MATERIAL SUPPLIED:
------

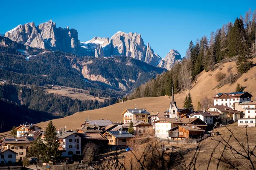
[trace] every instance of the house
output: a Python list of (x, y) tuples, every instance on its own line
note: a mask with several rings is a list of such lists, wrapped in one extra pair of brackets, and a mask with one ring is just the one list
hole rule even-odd
[[(221, 122), (227, 123), (230, 122), (236, 122), (240, 118), (241, 112), (224, 105), (215, 105), (208, 108), (207, 110), (213, 114), (212, 112), (219, 113)], [(215, 114), (216, 115), (216, 114)]]
[(238, 120), (238, 126), (256, 126), (256, 118), (239, 119)]
[(215, 106), (224, 105), (235, 109), (234, 103), (251, 101), (253, 96), (248, 92), (219, 93), (212, 97)]
[(204, 122), (207, 125), (213, 125), (214, 116), (206, 112), (195, 112), (189, 115), (189, 117), (199, 118)]
[(5, 138), (2, 143), (2, 148), (10, 149), (18, 153), (17, 159), (22, 159), (26, 155), (27, 152), (38, 136), (23, 136), (17, 138)]
[(0, 149), (0, 165), (11, 165), (15, 163), (16, 155), (18, 153), (9, 149)]
[(134, 137), (129, 133), (122, 130), (107, 131), (103, 136), (108, 140), (108, 145), (113, 150), (125, 147), (129, 140)]
[(124, 115), (124, 123), (129, 123), (134, 120), (148, 122), (148, 116), (150, 113), (145, 109), (125, 109), (122, 113)]
[(168, 139), (168, 130), (179, 125), (195, 125), (206, 130), (206, 123), (198, 118), (161, 118), (155, 122), (155, 135), (161, 139)]
[(82, 125), (81, 127), (78, 128), (76, 130), (76, 131), (79, 133), (103, 132), (103, 131), (101, 129), (99, 126), (98, 125), (87, 125), (85, 126)]
[(37, 126), (36, 125), (29, 123), (27, 124), (26, 123), (20, 125), (15, 128), (15, 130), (17, 131), (17, 137), (24, 136), (25, 133), (29, 131), (39, 131), (41, 129), (41, 128)]
[(179, 125), (172, 128), (168, 132), (169, 138), (171, 139), (183, 140), (201, 137), (204, 136), (204, 130), (195, 125)]
[[(236, 104), (235, 105), (237, 106)], [(256, 118), (256, 101), (242, 102), (238, 104), (238, 106), (241, 108), (240, 110), (244, 113), (245, 118)]]
[(62, 157), (71, 157), (81, 154), (81, 137), (76, 132), (71, 130), (58, 131), (57, 139), (60, 143), (58, 149)]
[(83, 126), (88, 125), (98, 125), (99, 126), (100, 128), (103, 128), (106, 126), (108, 126), (109, 125), (113, 125), (113, 123), (112, 122), (109, 120), (89, 120), (88, 119), (86, 119), (84, 123), (83, 123), (81, 127), (82, 127)]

------

EXERCISE DIRECTIONS: Write out the material above again, leaving out the pictures, with "house" replaced by "building" and everything else unchanged.

SOLUTION TO THIS EXERCISE:
[trace] every instance of the building
output: a Python list of (x, y) tuples, every instance on its own line
note: a mask with several rings is a list of such lists, wrapped in one extra pair of brackets, and a mask with one ring is just the one list
hole rule even-odd
[[(221, 122), (227, 123), (230, 122), (236, 122), (240, 118), (241, 112), (224, 105), (215, 105), (208, 108), (207, 110), (213, 114), (212, 112), (219, 113)], [(215, 114), (216, 115), (216, 114)]]
[(238, 120), (238, 126), (256, 126), (256, 118), (239, 119)]
[(215, 106), (224, 105), (235, 109), (234, 103), (251, 101), (253, 96), (248, 92), (219, 93), (212, 97)]
[(204, 122), (207, 125), (213, 125), (214, 116), (206, 112), (195, 112), (189, 115), (189, 117), (199, 118)]
[(5, 138), (2, 143), (2, 148), (10, 149), (18, 153), (17, 159), (22, 159), (26, 155), (27, 152), (38, 136), (23, 136), (17, 138)]
[(0, 149), (0, 165), (11, 165), (15, 163), (16, 155), (18, 153), (9, 149)]
[(134, 137), (129, 133), (122, 130), (107, 131), (103, 136), (108, 140), (108, 145), (113, 150), (125, 147), (129, 140)]
[(124, 115), (124, 123), (129, 123), (134, 120), (148, 122), (148, 116), (150, 113), (145, 109), (125, 109), (122, 113)]
[(168, 139), (168, 130), (179, 125), (195, 125), (206, 130), (206, 123), (198, 118), (161, 118), (155, 122), (155, 135), (161, 139)]
[(82, 125), (81, 127), (78, 128), (76, 130), (76, 131), (79, 133), (103, 132), (103, 131), (101, 129), (99, 126), (98, 125), (87, 125), (85, 126)]
[(37, 126), (36, 125), (29, 123), (27, 124), (26, 123), (20, 125), (15, 128), (15, 130), (17, 131), (17, 137), (24, 136), (25, 133), (29, 131), (39, 131), (41, 129), (41, 128)]
[(179, 125), (172, 128), (168, 132), (169, 138), (171, 139), (183, 140), (201, 137), (204, 136), (204, 130), (195, 125)]
[[(236, 104), (235, 105), (237, 106)], [(256, 118), (256, 101), (242, 102), (238, 104), (238, 106), (241, 108), (240, 110), (244, 113), (245, 118)]]
[(62, 157), (71, 157), (81, 154), (81, 137), (76, 132), (71, 130), (58, 131), (57, 139), (60, 143), (58, 149)]
[(83, 126), (88, 125), (98, 125), (99, 126), (100, 128), (103, 128), (106, 126), (108, 126), (109, 125), (113, 125), (113, 123), (112, 122), (109, 120), (89, 120), (88, 119), (86, 119), (84, 123), (83, 123), (81, 127), (82, 127)]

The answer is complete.